BEGIN

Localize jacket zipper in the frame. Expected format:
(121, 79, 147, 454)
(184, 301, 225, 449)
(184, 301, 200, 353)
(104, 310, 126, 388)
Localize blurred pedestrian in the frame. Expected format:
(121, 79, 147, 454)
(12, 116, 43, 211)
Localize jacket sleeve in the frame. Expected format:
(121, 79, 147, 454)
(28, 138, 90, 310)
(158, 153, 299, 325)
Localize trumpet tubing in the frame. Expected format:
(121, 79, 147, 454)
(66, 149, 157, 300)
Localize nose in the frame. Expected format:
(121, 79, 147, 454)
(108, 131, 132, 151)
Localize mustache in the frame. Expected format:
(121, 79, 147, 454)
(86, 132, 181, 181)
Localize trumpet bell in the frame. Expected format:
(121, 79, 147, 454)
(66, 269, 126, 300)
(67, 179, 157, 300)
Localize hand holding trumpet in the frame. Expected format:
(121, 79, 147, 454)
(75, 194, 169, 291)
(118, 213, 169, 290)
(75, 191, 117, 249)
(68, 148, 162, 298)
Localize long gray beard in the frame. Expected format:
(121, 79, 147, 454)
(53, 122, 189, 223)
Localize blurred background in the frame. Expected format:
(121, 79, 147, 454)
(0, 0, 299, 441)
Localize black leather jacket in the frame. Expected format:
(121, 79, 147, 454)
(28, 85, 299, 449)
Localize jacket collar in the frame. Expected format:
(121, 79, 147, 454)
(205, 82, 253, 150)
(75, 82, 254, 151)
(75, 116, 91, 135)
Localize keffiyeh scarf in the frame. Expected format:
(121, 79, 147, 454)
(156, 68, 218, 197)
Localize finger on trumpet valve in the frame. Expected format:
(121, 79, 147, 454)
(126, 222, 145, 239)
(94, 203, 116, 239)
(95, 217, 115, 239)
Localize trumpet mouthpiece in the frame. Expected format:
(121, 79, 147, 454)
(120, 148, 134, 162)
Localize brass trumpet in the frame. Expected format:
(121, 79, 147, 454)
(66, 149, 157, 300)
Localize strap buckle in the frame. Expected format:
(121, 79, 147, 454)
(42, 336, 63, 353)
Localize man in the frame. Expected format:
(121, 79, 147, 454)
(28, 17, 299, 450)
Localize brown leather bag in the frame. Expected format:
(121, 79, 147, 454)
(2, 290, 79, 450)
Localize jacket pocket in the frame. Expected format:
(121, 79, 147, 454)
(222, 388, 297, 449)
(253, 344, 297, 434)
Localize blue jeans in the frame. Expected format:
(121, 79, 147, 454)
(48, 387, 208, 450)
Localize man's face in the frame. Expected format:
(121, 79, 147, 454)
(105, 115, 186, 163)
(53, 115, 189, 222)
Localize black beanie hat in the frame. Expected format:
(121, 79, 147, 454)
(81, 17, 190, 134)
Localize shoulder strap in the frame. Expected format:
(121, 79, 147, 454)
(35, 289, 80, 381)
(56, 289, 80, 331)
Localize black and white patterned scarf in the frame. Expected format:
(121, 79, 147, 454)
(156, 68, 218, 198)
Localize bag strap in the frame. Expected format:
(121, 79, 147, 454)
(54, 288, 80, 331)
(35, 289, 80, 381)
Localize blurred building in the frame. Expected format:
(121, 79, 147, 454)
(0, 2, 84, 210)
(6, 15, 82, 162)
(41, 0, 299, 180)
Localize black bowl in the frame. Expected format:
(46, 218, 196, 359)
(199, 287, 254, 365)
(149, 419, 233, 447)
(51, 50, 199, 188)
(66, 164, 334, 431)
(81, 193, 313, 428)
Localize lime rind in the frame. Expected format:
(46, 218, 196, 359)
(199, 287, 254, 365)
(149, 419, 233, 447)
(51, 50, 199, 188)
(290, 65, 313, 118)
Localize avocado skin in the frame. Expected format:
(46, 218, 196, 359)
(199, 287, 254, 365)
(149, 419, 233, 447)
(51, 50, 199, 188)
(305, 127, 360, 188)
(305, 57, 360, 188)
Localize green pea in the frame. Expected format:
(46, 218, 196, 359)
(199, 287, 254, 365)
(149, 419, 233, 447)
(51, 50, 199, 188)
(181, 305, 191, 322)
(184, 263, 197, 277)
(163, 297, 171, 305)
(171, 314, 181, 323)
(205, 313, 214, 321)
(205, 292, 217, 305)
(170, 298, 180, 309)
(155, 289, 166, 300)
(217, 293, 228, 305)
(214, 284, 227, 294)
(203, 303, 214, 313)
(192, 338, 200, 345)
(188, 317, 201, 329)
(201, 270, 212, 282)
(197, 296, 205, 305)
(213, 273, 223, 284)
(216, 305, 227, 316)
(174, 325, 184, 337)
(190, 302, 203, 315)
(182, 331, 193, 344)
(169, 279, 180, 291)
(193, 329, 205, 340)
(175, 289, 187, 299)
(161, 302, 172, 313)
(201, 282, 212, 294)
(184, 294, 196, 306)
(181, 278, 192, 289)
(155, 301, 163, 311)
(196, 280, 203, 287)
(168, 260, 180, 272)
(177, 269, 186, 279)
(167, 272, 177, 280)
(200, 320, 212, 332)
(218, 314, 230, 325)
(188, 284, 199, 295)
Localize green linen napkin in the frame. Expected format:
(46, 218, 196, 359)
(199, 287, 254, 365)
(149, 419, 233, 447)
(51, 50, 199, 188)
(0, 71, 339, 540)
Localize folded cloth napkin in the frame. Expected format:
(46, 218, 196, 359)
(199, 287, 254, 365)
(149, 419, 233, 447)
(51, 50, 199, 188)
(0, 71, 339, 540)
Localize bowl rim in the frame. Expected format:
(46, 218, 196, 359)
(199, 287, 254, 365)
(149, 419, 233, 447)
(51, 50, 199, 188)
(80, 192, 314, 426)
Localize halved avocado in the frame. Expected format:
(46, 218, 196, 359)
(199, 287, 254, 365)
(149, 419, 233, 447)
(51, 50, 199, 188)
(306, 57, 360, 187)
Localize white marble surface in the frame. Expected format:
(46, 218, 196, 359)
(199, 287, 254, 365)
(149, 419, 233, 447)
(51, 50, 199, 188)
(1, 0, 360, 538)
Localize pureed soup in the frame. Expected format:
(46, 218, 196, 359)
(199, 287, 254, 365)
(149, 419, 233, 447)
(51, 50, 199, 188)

END

__Exercise__. Check each line of the material for the word "blurred". Copy the ones that have it.

__Output of the task__.
Localize blurred pedestrian in the frame. Expected format:
Localize blurred background in the frame. Expected format:
Localize blurred building in the frame. Expected format:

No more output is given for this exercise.